(GIVEN EXERCISE):
Retype the records without any change, starting at the line that contains "the purple jersey" and continuing through the last line of the records.
━━━━━━━━━━
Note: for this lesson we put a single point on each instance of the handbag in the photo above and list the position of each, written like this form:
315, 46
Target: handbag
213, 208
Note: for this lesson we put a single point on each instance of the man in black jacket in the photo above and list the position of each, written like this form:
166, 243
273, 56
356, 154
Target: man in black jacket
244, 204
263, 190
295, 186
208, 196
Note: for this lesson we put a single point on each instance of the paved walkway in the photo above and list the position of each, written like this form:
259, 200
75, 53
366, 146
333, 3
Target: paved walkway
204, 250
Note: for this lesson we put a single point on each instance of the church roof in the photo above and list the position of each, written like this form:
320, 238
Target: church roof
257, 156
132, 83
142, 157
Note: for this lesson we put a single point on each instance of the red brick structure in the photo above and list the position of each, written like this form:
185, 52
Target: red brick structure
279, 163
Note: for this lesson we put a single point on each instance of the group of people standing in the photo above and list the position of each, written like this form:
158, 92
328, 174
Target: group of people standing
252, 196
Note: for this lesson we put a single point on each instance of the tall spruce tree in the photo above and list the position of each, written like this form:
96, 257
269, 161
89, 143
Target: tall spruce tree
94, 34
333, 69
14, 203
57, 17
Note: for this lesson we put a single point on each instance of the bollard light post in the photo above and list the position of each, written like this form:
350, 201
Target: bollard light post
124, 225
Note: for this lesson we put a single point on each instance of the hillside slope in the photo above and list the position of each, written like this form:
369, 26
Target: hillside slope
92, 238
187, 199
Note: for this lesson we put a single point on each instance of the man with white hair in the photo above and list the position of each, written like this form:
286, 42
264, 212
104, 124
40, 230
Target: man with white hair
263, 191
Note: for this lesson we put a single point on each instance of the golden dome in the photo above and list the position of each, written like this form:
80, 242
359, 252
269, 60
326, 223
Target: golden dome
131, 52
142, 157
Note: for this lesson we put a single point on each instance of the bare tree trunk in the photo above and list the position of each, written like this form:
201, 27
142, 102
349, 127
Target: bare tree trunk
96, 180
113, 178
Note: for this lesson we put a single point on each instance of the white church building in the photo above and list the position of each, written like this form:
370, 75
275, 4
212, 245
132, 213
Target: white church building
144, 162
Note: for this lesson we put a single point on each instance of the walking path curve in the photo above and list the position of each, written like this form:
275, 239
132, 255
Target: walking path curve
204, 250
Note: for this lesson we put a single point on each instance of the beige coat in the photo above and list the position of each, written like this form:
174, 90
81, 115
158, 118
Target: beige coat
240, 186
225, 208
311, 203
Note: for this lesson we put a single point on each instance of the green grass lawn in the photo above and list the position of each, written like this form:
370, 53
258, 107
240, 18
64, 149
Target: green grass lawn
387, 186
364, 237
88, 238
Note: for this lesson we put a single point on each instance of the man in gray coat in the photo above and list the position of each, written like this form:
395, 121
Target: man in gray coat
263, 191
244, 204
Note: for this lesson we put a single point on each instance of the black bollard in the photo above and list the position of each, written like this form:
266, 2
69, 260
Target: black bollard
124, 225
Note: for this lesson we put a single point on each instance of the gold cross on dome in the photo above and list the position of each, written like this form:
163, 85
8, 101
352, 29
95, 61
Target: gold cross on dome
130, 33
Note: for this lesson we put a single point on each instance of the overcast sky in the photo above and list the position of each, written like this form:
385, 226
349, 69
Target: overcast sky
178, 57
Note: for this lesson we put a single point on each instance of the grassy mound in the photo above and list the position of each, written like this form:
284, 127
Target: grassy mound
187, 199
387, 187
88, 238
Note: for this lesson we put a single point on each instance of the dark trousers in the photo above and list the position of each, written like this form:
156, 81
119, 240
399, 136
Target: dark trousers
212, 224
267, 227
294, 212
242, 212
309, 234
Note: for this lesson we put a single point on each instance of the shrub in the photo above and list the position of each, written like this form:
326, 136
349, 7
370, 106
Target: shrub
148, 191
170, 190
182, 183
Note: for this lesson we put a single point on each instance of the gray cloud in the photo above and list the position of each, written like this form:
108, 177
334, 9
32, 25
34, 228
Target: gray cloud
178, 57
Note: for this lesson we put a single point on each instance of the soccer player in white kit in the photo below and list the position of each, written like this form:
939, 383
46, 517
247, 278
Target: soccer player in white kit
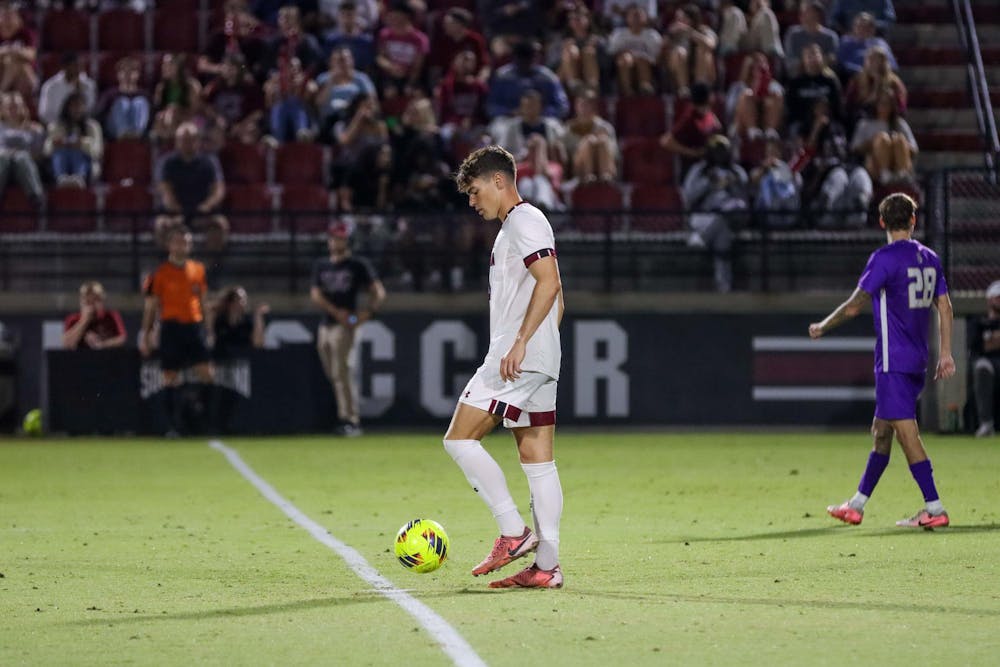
517, 382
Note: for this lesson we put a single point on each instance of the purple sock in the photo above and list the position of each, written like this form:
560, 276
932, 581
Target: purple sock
924, 476
873, 472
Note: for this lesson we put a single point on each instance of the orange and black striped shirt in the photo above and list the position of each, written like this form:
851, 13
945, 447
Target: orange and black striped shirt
180, 290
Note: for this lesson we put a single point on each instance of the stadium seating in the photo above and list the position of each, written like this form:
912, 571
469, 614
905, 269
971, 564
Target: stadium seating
645, 161
122, 200
309, 206
121, 30
642, 116
66, 30
250, 207
72, 210
243, 163
128, 160
300, 163
18, 214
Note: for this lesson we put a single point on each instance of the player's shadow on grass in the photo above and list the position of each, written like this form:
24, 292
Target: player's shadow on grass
836, 528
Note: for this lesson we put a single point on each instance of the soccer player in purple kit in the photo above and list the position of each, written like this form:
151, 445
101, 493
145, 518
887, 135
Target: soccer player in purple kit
903, 279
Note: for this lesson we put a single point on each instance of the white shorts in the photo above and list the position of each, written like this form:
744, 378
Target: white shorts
528, 401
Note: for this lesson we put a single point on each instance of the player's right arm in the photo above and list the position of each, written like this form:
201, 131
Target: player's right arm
845, 311
946, 363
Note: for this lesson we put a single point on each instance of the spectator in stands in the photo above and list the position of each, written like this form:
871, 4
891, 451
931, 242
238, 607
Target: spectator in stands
18, 52
523, 73
732, 27
232, 332
536, 142
810, 30
816, 81
337, 87
292, 42
241, 33
233, 101
402, 51
361, 128
21, 141
580, 56
885, 142
353, 33
365, 12
689, 135
635, 48
835, 192
125, 108
763, 33
94, 327
456, 36
288, 96
776, 187
865, 86
70, 79
510, 22
177, 97
590, 142
691, 52
984, 350
615, 12
421, 170
715, 191
843, 12
854, 48
461, 101
755, 102
75, 144
191, 189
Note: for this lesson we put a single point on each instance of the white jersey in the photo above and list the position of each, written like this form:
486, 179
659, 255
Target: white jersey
525, 237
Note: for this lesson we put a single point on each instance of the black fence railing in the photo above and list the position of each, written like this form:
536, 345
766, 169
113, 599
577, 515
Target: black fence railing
598, 250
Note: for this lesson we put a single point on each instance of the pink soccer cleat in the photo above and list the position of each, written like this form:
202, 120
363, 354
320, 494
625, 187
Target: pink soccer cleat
506, 550
926, 520
532, 577
846, 513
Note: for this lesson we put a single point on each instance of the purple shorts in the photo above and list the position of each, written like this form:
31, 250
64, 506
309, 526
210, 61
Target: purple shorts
896, 395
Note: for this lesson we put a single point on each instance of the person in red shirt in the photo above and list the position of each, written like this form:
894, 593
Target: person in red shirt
456, 37
95, 327
18, 52
402, 50
689, 135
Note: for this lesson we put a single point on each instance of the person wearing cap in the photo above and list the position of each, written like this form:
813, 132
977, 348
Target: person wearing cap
337, 280
94, 327
985, 351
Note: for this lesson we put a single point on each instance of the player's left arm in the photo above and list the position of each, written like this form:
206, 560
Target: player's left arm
548, 288
946, 363
845, 311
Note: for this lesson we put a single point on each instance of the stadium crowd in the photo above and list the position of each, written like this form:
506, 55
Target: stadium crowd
366, 105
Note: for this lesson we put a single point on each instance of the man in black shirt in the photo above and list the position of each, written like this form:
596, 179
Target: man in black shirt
191, 190
336, 282
984, 343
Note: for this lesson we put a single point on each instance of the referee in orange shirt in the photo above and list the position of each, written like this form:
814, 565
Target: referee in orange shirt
176, 292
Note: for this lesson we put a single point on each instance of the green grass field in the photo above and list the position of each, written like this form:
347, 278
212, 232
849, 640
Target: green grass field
693, 549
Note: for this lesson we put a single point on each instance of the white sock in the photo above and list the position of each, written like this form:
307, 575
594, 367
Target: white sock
858, 502
487, 479
546, 506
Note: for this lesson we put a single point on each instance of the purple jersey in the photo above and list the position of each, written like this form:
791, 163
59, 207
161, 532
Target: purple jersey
903, 278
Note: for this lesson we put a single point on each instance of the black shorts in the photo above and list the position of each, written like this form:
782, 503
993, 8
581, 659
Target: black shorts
182, 345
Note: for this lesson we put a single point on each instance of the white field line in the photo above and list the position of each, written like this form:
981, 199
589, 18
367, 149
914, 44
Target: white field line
━━━━━━━━━━
(WRITTEN ANSWER):
Note: for this lesson we put a single point on each instance of the purple jersey in the photo above and list the position of each, written like this form:
791, 163
59, 207
161, 532
Target: purple jersey
903, 278
Note: for this lesson we put a single point on each instance of the black shorts in the photo above and list the position of each, written like this form:
782, 503
993, 8
581, 659
Target: black shorts
182, 345
Note: for this lesson we put a single point on each instance of the white field line in the photo above and list the position of each, written like this form:
981, 199
589, 18
367, 149
914, 44
Target: white field line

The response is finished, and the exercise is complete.